## Do this
In the items below, count the lines that contain the string "dark", treating case as significant. Reply with the number alone.

----- Raw records -----

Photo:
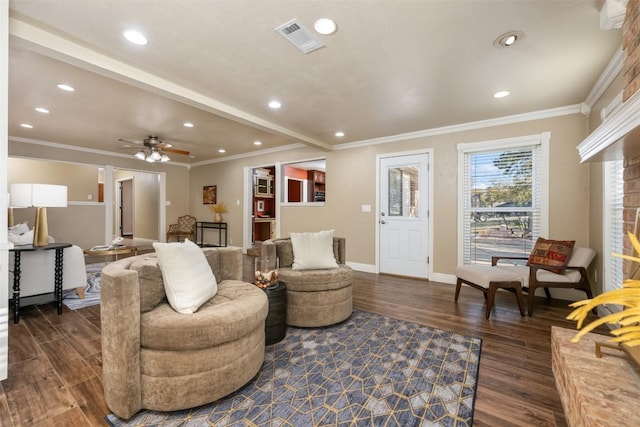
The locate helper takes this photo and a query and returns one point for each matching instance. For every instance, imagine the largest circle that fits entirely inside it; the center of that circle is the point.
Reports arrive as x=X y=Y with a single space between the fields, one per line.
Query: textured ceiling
x=392 y=67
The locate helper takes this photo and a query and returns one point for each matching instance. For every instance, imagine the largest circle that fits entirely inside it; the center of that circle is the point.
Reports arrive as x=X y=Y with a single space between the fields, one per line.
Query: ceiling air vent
x=299 y=36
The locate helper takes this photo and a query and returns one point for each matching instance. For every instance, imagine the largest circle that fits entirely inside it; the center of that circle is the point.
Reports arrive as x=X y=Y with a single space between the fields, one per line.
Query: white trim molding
x=614 y=137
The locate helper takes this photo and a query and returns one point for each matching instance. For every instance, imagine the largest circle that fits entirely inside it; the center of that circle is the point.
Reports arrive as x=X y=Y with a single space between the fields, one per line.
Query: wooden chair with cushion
x=185 y=228
x=572 y=276
x=528 y=278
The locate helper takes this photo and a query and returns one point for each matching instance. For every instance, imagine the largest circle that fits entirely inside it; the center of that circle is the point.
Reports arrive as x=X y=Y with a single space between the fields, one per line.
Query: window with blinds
x=502 y=201
x=613 y=224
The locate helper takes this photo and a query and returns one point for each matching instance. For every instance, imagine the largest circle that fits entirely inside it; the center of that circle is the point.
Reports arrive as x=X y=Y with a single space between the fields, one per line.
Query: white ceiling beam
x=57 y=47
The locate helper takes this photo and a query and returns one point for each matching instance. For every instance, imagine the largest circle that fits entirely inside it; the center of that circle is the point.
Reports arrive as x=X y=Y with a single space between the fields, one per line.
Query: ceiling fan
x=153 y=149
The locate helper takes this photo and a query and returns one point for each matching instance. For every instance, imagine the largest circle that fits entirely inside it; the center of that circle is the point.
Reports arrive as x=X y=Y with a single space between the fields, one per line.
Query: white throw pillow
x=187 y=276
x=313 y=251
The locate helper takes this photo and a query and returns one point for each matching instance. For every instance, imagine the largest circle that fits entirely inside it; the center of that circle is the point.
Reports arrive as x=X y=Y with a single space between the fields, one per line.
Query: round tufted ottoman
x=318 y=297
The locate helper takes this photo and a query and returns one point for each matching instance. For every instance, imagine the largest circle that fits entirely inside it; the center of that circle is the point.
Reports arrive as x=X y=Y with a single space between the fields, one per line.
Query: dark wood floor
x=55 y=364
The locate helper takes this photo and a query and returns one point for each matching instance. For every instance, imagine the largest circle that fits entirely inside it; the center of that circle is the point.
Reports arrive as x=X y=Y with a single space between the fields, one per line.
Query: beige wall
x=351 y=182
x=84 y=225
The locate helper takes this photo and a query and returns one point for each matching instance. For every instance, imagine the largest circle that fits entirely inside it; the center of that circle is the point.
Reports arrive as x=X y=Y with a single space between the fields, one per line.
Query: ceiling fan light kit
x=153 y=149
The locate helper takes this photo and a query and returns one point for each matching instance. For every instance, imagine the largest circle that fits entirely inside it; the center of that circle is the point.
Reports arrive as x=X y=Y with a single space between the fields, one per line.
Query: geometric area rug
x=369 y=370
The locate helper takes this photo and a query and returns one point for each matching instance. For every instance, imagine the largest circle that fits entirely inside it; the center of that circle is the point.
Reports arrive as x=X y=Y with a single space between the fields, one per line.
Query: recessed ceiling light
x=135 y=37
x=508 y=39
x=66 y=87
x=325 y=26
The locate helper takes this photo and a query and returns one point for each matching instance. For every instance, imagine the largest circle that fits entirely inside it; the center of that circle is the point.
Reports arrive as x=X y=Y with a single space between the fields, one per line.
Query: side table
x=112 y=251
x=17 y=251
x=276 y=323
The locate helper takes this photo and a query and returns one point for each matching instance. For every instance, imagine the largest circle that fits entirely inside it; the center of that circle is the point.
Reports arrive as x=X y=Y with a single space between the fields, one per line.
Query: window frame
x=541 y=140
x=613 y=225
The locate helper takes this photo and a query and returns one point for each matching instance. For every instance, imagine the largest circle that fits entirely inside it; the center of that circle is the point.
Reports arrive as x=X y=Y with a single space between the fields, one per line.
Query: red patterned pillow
x=551 y=252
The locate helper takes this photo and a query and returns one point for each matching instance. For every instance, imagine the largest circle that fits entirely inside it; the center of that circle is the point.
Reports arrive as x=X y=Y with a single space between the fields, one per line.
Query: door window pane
x=404 y=192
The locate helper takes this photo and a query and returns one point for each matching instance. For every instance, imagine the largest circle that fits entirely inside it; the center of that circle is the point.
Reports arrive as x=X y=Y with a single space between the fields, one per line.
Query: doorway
x=403 y=214
x=125 y=208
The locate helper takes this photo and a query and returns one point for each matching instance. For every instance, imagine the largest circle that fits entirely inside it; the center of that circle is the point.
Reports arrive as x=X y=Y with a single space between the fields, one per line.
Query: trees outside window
x=502 y=197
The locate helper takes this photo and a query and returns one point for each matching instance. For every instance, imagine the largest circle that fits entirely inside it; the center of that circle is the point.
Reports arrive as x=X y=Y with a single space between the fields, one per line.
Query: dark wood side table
x=17 y=252
x=275 y=326
x=113 y=251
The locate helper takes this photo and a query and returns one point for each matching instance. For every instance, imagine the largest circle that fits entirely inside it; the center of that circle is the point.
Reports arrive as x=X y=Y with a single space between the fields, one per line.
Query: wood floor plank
x=67 y=362
x=83 y=336
x=90 y=398
x=22 y=345
x=37 y=402
x=32 y=371
x=5 y=414
x=55 y=363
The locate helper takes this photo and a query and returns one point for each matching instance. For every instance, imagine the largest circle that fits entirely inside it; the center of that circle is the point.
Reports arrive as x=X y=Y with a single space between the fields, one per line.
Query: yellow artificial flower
x=628 y=297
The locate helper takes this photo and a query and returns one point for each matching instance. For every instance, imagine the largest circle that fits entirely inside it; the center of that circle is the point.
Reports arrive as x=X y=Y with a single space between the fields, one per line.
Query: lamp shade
x=38 y=195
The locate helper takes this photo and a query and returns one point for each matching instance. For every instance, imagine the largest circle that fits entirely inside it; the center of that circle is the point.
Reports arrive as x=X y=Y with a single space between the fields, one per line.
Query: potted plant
x=627 y=335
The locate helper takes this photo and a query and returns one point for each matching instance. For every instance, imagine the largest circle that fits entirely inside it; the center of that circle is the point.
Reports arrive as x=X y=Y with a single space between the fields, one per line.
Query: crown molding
x=500 y=121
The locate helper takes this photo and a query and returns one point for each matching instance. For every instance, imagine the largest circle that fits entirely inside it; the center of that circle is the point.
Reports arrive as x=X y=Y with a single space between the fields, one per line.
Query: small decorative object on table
x=266 y=272
x=219 y=209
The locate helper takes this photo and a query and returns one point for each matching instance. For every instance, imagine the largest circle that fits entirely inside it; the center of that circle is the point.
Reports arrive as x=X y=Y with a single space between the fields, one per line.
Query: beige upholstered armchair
x=156 y=358
x=314 y=297
x=185 y=228
x=506 y=273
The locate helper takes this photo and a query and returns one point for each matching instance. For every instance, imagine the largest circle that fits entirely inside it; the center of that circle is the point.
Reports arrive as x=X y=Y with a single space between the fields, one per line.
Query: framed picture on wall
x=209 y=194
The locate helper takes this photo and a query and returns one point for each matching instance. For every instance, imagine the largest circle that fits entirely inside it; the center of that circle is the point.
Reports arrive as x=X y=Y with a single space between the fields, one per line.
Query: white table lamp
x=40 y=196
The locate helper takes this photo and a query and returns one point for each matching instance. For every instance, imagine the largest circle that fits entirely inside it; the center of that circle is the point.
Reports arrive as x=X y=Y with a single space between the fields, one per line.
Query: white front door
x=403 y=215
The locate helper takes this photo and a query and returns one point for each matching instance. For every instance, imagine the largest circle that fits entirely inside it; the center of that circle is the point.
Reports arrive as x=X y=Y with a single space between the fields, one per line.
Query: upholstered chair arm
x=120 y=320
x=226 y=263
x=496 y=259
x=533 y=271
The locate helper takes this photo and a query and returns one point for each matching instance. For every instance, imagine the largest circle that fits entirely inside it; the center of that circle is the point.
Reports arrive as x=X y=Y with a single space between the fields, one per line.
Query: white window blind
x=502 y=202
x=613 y=224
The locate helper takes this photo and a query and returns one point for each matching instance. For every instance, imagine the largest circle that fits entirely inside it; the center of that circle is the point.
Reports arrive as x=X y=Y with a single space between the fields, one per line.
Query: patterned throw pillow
x=551 y=253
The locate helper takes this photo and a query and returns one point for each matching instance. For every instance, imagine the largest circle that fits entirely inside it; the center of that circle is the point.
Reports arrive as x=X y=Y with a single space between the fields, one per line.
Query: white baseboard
x=365 y=268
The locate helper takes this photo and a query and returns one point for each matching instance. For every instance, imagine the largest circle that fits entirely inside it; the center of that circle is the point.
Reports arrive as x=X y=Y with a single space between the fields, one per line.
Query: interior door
x=403 y=224
x=126 y=208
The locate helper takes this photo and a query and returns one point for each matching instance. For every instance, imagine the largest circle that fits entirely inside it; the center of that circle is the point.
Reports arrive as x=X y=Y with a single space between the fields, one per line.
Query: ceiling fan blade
x=176 y=151
x=130 y=141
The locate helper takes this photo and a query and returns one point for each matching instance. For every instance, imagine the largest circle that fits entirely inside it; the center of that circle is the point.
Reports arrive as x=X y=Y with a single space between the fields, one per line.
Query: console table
x=17 y=250
x=222 y=233
x=594 y=391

-----

## Response to this task
2